• **TASK PROMPT**:
Write out the full set of records exactly. Any pictures in them do not belong in the copy.

• **GIVEN ENTRIES**:
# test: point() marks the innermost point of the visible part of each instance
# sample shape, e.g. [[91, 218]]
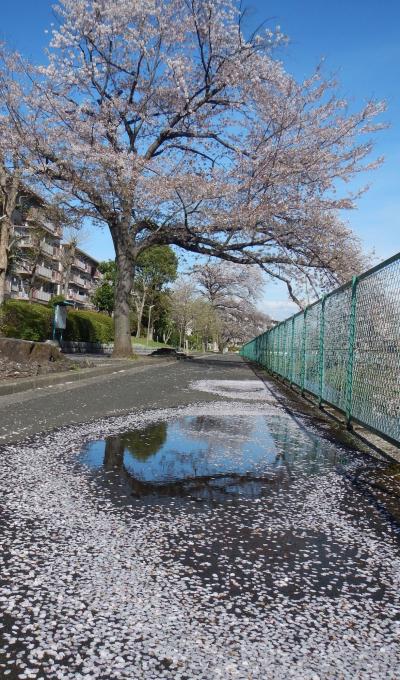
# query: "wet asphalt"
[[266, 550], [142, 387]]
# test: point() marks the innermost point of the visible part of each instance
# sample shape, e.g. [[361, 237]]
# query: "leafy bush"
[[86, 326], [32, 321], [25, 320], [55, 300]]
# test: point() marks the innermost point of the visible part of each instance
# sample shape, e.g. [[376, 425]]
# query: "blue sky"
[[359, 41]]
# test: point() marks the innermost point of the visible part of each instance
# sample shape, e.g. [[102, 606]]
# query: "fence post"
[[350, 357], [303, 351], [321, 357]]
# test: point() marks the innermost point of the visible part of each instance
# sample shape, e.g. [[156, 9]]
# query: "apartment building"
[[44, 266], [80, 275], [36, 272]]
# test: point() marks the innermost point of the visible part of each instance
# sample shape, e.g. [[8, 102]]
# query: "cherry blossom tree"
[[233, 291], [167, 122]]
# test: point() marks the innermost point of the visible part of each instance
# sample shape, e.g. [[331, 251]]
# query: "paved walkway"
[[184, 523]]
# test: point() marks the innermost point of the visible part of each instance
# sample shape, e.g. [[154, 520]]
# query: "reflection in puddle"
[[208, 457]]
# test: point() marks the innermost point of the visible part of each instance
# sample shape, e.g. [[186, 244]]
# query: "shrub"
[[32, 321], [25, 320], [86, 326]]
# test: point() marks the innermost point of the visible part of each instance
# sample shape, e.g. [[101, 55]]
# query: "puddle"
[[209, 457]]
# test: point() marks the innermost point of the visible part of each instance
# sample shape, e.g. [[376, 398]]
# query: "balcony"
[[51, 250], [80, 281], [73, 295], [19, 295], [83, 266], [45, 272], [41, 295]]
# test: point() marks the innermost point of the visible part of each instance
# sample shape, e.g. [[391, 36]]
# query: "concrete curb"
[[24, 384]]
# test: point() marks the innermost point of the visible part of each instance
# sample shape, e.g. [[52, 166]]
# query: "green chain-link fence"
[[345, 349]]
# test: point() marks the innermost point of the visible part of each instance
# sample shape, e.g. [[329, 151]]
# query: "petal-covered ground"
[[277, 567]]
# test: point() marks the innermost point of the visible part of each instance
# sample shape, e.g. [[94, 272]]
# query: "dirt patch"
[[23, 358]]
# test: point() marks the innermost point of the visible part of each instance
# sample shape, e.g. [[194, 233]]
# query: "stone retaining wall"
[[72, 347]]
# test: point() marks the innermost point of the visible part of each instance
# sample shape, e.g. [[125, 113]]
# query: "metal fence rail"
[[345, 349]]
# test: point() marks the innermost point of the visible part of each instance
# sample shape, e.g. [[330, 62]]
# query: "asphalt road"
[[209, 530], [142, 387]]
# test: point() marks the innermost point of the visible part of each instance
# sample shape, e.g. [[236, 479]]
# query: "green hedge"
[[88, 326], [32, 321]]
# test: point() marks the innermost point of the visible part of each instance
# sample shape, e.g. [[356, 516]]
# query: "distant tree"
[[155, 268], [183, 298], [168, 123], [232, 292], [103, 296]]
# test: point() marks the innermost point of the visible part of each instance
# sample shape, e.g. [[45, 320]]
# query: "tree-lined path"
[[207, 529]]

• **TASK RESPONSE**:
# test: point() marks the innermost point of the visible part of each instance
# sample shape, e.g. [[91, 218]]
# query: "wet asphalt"
[[266, 550], [142, 387]]
# test: point() marks the innermost point of the visible part of each instance
# sample shape, e.g. [[361, 237]]
# query: "leafy bush"
[[86, 326], [32, 321], [25, 320], [55, 300]]
# test: point() marks the innermost point of the visible part of each instance
# sample shape, e.g. [[376, 425]]
# query: "blue sky"
[[359, 41]]
# test: point() marks the innermost point of the visible part of each instance
# sample shape, e.g. [[102, 606]]
# query: "fence post"
[[350, 357], [303, 351], [321, 357]]
# test: point() marks the innermost point of the visible part of each instance
# sample shape, e.g. [[156, 9]]
# query: "apartment building"
[[44, 266], [80, 275], [36, 272]]
# test: point() marks the innermost point of the visible part of each instance
# sample shape, e.g. [[8, 102]]
# query: "cherry blossom tree"
[[233, 291], [167, 122]]
# test: point() marks the innermost point of the visible part of each instance
# sample shape, e.g. [[331, 251]]
# query: "paved walkway"
[[184, 523]]
# test: point() marks the innermost point of the visible part of each instance
# sample shape, e.g. [[154, 520]]
# query: "reflection in puddle"
[[208, 457]]
# test: point() marks the innermost point of the visible part of each instance
# sample shape, e.g. [[186, 244]]
# query: "shrub"
[[32, 321], [25, 320], [86, 326]]
# test: point() marks the innermost point of the visible part of each instance
# sample shape, e.g. [[101, 55]]
# query: "puddle"
[[209, 457]]
# test: point() marks the innermost point of the visible part of each instance
# sample shape, e.g. [[376, 398]]
# query: "balcony"
[[51, 250], [80, 281], [73, 295], [19, 295], [83, 266], [45, 272], [41, 295]]
# test: point() marks the innermost point of the visible part of each instance
# sample shape, e.g. [[391, 36]]
# query: "concrete curb"
[[24, 384]]
# test: point() marks the innermost point of the visible part of each instance
# sample shape, e.g. [[52, 166]]
# query: "green chain-link fence"
[[345, 349]]
# test: point() marks the innermost point of the visible part of each instance
# sample shape, e.g. [[329, 151]]
# query: "petal-covered ground"
[[277, 567]]
# test: point() marks the innermost point of the visible part of each instance
# sample shape, e.g. [[94, 272]]
# query: "dirt patch"
[[23, 358]]
# test: point() marks the innermost point of the visible part of each instance
# sample shape, e.g. [[194, 233]]
# query: "stone retaining wall"
[[72, 347]]
# test: point() marks the innermost point of the visible part of each instance
# sample shape, e.g. [[125, 113]]
# query: "metal fence rail"
[[345, 349]]
# test: point() marks the innermost point of the visible part of each instance
# sample shape, e.g. [[330, 62]]
# query: "asphalt road"
[[209, 530], [142, 387]]
# test: point() marks the innermost point of the visible part of each instance
# sample shape, e.g. [[236, 479]]
# query: "green hedge"
[[88, 326], [32, 321]]
# test: point() marks the innermost point of the visible part of each instance
# sample shape, e.g. [[356, 516]]
# query: "distant tree"
[[155, 268], [183, 298], [168, 123], [232, 292], [103, 296]]
# test: point() marks the innermost point of the visible part of each instance
# sample shape, e.g. [[45, 320]]
# query: "tree-lined path"
[[207, 529]]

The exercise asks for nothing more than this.